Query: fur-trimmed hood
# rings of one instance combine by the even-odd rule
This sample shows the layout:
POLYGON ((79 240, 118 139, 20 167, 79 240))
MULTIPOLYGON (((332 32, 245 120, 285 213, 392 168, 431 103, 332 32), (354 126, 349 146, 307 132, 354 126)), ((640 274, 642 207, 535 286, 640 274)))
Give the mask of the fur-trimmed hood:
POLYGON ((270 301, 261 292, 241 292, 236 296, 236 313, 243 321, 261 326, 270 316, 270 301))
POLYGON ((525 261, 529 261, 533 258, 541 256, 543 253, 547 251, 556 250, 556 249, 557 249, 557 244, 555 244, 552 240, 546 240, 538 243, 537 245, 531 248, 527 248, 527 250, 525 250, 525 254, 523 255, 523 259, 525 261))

—————

_Your goal:_
Arrange every line of the records above into a Markdown table with the columns "Row" and "Line", numbering the rows and skipping any blank lines.

_Response to this exercise:_
| Row | Line |
|---|---|
| 1 | Query: fur-trimmed hood |
| 2 | # rings of one instance combine by the even-odd rule |
| 3 | This sample shows the layout: |
| 4 | POLYGON ((79 240, 118 139, 20 167, 79 240)) |
| 5 | MULTIPOLYGON (((332 32, 245 120, 285 213, 392 168, 431 103, 332 32), (354 126, 349 146, 307 132, 354 126)), ((640 274, 642 207, 535 286, 640 274))) |
| 6 | Give the mask of the fur-trimmed hood: |
| 7 | POLYGON ((270 301, 261 292, 241 292, 236 296, 236 313, 243 321, 261 326, 270 316, 270 301)) |
| 8 | POLYGON ((525 261, 529 261, 533 258, 541 256, 543 253, 547 251, 556 250, 556 249, 557 249, 557 244, 555 244, 552 240, 546 240, 538 243, 537 245, 531 248, 527 248, 527 250, 525 250, 525 254, 523 255, 523 259, 525 261)) |